Records contained in a dataset:
--
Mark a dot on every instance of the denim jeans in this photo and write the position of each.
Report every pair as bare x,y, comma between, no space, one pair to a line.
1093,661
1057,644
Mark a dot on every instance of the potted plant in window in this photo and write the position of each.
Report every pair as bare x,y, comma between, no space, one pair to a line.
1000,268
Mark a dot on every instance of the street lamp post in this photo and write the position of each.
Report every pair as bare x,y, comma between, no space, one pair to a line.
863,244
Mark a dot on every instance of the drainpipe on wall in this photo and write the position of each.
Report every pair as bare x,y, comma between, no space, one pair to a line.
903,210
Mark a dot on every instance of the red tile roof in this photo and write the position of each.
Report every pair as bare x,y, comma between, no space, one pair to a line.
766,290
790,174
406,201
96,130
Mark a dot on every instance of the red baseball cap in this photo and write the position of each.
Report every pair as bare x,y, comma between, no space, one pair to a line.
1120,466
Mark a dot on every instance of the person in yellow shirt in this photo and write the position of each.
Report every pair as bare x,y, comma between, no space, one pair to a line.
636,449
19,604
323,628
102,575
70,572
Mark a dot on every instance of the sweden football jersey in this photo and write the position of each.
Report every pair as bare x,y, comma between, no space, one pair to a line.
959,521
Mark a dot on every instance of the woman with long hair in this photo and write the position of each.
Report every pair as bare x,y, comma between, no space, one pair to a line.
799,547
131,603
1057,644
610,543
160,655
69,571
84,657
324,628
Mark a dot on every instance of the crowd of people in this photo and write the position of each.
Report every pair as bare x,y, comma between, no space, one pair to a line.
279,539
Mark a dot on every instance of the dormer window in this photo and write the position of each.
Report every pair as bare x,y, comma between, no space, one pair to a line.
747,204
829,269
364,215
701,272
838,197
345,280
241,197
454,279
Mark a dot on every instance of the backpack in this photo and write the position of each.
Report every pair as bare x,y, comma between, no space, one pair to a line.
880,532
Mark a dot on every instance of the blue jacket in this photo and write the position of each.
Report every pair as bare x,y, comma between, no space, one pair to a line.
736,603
--
> [Activity]:
Output the records exactly, including every line.

> [Expected output]:
Mark a dot on every instance of the denim jeans in this photo and write the position of each.
Report every pair as bare x,y, comma between, no space, one pair to a line.
1093,661
1057,644
Mark a dot on every instance of the potted plant in window in this photo and write the position of each.
Report every pair as bare x,y, comma between, no space, one pair to a line.
1000,268
Mark a dot on every instance of the street lamp post in this photo and write the position of each.
Report every pair as bare x,y, comma between, no space, one pair to a line.
863,244
Mark a dot on every instance of the drainpipe on wall in this photo and write the position of each.
Report every pair as bare x,y, comma between, no space, one pair to a line.
903,210
Mark a dot on every instance of the red tile roof in this photo and write the position of each.
Report every pair as bare x,y, comma between, no space, one pair to a line.
766,290
790,174
406,201
96,130
Mark a dot on every instance of the red baseball cap in this photo and write the position of each.
Report every pair as bare x,y, comma between, no space, one pair to a line.
1120,466
Mark a dot on every instance of the person in yellow shirt in this photo and write the position of each.
Report every pair as bare x,y, comma between, no space, one pair to a line.
636,449
19,604
323,628
102,575
70,572
Mark a dot on every instance of the sweden football jersey in this photo and write the position of each.
Report every pair as bare x,y, comma between, no space, one pair to a line.
959,521
Mark a dot on every instance of the woman with long hair in this photo and write the position of each.
Report every pair as bare x,y, comma between, no space, one pair to a line.
799,547
131,603
1057,644
610,543
160,655
69,571
84,657
324,628
Mark a dot on every instance of the crowd of people in this photo and write the position of each.
Report every pair as bare x,y, comma between, no space, one pair to a line.
279,539
Mark a dot on every instance of the dormer window in this photo and write the position of each.
Report every pair as bare x,y, comma between, no space, one pair to a line.
747,204
829,269
364,215
701,272
838,197
345,280
241,197
454,279
Mark a dot on every instance of the backpack in this photo and write the position of each.
Report every pair as bare x,y, comma between, no space, one pair to a line.
880,532
Mark a dot on every instance of the blue jacket in this photo and write the position of each.
Report every pair as bare x,y, comma between, no space, one pair to a line.
736,603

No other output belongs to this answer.